Some records:

— Start —

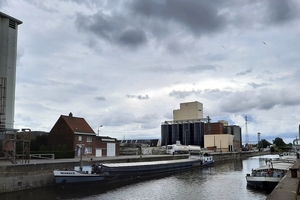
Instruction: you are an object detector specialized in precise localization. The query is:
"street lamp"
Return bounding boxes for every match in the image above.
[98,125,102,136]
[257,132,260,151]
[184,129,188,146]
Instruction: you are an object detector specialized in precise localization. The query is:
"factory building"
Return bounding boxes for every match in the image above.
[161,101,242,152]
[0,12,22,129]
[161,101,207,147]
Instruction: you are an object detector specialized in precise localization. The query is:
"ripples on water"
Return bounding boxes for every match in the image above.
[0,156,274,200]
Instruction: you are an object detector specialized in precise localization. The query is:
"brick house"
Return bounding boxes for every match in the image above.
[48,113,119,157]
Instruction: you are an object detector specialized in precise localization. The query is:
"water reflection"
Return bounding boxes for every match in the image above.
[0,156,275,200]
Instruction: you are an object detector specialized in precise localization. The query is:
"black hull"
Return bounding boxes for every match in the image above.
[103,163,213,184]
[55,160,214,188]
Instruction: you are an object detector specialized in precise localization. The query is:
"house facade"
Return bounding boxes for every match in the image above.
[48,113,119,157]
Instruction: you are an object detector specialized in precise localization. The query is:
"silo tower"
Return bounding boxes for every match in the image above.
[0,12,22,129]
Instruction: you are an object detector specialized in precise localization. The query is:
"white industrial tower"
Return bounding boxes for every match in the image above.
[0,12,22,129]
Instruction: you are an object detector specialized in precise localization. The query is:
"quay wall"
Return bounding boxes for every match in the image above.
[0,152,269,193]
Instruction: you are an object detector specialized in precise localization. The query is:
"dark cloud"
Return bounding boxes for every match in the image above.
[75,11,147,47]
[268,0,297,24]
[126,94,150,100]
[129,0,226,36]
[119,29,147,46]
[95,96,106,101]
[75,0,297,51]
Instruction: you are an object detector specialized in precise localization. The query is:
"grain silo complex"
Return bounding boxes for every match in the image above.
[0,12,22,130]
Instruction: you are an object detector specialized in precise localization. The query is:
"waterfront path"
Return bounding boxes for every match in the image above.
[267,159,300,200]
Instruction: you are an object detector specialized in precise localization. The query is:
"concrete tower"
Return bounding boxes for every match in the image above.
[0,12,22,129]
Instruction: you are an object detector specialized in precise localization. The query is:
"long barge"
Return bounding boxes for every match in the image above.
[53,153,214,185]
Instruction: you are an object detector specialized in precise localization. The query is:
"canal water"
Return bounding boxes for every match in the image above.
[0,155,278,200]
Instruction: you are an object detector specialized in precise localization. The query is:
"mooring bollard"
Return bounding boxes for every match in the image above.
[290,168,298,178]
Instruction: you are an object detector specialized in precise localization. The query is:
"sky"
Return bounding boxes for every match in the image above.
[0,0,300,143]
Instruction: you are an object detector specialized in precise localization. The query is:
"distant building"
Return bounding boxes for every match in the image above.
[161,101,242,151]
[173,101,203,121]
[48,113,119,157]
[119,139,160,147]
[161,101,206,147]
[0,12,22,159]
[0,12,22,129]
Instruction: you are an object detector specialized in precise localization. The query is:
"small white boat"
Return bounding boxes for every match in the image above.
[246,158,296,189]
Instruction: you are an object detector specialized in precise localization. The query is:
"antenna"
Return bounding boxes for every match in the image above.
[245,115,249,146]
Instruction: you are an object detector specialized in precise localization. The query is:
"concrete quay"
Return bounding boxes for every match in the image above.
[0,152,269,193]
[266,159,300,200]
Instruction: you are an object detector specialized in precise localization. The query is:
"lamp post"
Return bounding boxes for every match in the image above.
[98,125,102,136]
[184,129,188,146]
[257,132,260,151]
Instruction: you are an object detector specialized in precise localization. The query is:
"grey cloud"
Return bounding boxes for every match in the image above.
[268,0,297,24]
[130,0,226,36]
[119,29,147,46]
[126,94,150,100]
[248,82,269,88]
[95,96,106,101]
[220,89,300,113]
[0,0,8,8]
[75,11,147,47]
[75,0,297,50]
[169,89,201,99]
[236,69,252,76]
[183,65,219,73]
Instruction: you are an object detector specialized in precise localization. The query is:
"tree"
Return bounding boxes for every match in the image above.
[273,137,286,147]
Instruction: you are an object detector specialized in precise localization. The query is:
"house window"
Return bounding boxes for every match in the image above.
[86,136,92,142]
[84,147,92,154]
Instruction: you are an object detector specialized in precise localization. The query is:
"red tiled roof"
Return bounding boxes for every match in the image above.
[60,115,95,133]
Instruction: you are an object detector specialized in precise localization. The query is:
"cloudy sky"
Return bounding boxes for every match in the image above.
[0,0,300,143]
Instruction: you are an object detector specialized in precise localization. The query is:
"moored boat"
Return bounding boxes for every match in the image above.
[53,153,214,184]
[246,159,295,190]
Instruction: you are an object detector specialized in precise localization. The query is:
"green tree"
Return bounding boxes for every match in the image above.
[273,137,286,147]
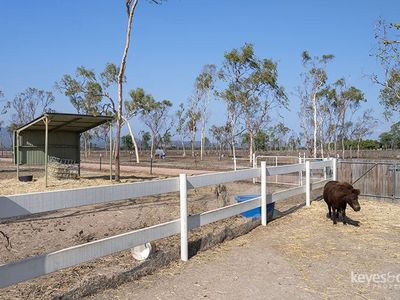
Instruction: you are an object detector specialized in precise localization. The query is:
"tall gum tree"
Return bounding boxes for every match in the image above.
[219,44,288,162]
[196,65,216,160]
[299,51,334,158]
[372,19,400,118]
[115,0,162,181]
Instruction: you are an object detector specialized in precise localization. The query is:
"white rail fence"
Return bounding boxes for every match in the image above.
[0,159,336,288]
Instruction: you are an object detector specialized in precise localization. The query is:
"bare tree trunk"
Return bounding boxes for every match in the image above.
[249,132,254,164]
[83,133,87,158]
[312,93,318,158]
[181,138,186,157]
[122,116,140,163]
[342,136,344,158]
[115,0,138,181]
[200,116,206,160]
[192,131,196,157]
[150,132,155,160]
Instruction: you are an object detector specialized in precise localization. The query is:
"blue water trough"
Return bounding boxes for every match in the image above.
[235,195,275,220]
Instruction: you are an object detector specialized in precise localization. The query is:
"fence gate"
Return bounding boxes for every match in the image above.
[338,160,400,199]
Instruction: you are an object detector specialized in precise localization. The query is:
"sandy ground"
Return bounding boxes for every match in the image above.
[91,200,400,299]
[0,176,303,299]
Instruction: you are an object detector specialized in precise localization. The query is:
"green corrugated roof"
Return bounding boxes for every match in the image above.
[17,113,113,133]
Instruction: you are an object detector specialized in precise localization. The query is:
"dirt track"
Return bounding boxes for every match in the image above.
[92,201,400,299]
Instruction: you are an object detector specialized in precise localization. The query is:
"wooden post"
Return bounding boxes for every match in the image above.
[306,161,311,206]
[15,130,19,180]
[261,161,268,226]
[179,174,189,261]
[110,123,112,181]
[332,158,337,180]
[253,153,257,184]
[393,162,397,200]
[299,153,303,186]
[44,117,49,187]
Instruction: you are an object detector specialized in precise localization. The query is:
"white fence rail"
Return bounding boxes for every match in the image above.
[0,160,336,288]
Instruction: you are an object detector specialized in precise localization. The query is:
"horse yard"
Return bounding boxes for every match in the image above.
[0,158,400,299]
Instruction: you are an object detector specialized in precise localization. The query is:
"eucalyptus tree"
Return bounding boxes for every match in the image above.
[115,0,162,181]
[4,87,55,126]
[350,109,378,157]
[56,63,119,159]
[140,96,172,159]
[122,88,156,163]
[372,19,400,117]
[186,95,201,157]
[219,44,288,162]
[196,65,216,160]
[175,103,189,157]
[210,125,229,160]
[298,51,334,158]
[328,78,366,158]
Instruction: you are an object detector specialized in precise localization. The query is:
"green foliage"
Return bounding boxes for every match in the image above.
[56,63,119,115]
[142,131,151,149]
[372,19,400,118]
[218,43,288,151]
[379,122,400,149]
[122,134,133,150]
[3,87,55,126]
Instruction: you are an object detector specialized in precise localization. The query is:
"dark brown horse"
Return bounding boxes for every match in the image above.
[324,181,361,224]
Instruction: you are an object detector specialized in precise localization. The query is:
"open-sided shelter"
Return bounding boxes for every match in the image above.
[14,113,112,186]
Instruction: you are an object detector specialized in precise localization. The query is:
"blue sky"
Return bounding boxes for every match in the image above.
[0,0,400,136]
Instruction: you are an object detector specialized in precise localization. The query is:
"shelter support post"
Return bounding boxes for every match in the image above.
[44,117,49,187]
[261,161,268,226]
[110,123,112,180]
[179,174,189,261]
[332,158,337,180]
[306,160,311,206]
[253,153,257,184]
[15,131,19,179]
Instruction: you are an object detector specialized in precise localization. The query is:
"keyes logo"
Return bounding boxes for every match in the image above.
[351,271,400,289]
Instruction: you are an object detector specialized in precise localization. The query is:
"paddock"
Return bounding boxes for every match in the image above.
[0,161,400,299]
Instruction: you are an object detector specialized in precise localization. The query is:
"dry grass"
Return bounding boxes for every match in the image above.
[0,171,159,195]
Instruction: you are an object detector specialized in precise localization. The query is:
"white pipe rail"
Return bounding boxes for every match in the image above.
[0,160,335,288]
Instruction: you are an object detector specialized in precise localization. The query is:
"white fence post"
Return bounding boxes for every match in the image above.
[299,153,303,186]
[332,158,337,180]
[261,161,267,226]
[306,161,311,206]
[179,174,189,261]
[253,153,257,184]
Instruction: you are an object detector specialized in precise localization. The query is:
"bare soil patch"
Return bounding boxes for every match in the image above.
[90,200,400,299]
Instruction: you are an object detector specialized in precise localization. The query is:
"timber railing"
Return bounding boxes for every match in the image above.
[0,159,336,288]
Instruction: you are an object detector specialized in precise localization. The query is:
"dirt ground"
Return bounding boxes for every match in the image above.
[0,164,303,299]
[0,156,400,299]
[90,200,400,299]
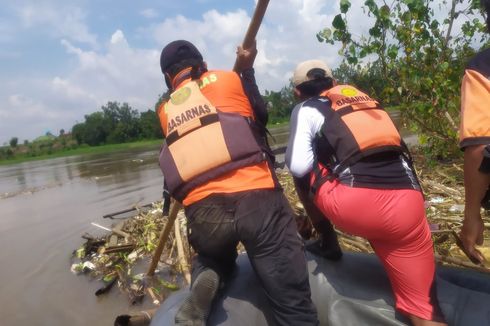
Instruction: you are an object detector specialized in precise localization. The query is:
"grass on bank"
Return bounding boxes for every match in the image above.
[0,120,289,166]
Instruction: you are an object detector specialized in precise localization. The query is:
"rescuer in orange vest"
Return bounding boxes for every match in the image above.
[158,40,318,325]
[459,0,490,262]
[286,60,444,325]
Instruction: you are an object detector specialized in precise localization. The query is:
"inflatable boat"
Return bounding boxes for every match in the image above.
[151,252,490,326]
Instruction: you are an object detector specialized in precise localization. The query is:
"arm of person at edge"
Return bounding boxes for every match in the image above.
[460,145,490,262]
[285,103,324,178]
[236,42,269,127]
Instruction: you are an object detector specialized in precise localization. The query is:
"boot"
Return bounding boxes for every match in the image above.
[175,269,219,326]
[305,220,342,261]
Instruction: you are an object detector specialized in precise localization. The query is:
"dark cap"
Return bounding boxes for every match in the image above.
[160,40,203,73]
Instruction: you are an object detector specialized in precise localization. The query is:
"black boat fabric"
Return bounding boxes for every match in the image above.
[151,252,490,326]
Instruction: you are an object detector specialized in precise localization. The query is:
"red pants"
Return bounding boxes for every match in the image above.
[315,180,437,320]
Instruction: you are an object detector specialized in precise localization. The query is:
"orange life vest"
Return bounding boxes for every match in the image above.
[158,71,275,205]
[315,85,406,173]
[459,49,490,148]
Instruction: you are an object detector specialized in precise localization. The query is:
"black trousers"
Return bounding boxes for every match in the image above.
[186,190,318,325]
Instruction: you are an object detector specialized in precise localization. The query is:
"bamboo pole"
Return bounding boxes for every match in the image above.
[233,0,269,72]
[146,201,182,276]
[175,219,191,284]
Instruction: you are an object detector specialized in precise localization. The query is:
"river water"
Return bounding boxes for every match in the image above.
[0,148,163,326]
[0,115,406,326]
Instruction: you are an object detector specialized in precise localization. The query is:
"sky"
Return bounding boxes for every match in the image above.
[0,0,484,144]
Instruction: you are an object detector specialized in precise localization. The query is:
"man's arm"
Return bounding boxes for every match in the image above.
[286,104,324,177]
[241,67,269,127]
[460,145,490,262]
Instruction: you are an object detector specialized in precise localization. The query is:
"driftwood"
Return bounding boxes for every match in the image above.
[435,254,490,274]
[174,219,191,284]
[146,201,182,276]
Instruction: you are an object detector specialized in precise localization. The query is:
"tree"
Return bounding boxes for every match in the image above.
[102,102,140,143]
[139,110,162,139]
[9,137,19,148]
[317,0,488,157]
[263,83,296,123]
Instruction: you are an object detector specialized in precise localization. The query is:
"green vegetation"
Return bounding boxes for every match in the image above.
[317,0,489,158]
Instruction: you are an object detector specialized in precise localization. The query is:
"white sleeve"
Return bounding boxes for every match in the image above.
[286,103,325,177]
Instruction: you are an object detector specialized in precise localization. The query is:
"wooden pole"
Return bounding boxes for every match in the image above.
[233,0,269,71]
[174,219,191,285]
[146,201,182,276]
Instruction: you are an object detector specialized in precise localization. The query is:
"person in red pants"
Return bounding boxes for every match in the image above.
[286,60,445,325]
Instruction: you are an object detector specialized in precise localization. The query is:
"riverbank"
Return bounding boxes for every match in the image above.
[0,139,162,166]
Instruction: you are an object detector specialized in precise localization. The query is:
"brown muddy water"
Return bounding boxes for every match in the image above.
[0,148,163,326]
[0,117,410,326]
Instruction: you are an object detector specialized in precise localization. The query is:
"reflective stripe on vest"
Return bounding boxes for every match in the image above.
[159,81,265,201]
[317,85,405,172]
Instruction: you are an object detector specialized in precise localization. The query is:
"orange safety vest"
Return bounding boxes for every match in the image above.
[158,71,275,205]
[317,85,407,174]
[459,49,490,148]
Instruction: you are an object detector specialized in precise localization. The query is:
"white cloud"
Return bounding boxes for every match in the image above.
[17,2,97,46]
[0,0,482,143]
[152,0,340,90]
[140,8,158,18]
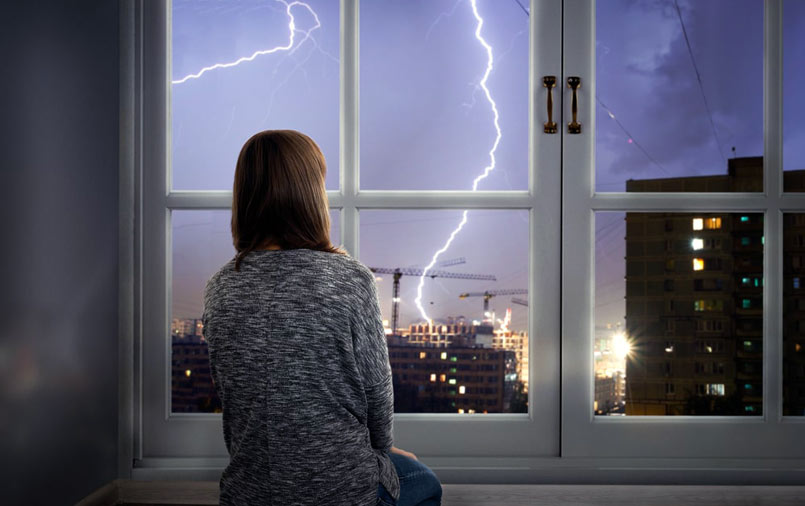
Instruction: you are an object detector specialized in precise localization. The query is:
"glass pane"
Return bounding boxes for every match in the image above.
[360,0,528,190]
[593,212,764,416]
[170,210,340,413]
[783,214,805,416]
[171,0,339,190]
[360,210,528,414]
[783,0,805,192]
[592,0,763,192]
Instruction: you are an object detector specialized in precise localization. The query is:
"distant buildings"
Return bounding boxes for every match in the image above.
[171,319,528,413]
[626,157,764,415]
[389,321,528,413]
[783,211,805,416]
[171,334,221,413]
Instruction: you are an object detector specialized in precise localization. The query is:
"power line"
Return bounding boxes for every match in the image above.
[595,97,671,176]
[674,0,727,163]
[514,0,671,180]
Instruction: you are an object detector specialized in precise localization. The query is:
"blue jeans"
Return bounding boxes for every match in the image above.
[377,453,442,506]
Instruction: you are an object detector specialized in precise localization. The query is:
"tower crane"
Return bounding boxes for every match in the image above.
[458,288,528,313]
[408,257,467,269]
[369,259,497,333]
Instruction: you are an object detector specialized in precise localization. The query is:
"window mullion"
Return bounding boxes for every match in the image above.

— End —

What to work on:
Copy the material from its start through the line containing "[0,156,275,200]", swapping "brick house" for "stone house" and leaving everything else unchanged. Leave out the pictures.

The reply:
Instruction: you are an object detector specialized in precise localization. The query is:
"street lamp"
Return bounding boxes for every match in the image above.
[98,125,102,136]
[257,132,260,151]
[184,129,188,146]
Instruction: you are an object detector specialized in precise localization. The query is:
"factory building"
Return bounding boxes for every match in the image above.
[161,101,242,152]
[0,12,22,129]
[161,101,207,147]
Instruction: you are an object detector specialized in precise localization. The query is:
"ripples on water"
Return bounding boxes for every match in the image above.
[0,156,274,200]
Instruction: you are an object detector specialized in precise localization. The query is:
"stone house"
Return bounding boxes for every match in the image above.
[48,113,119,157]
Instruction: you are an object detector specialized in precise localization. The query is:
"water reflection"
Return bounding boxes for every match in the image above.
[0,156,275,200]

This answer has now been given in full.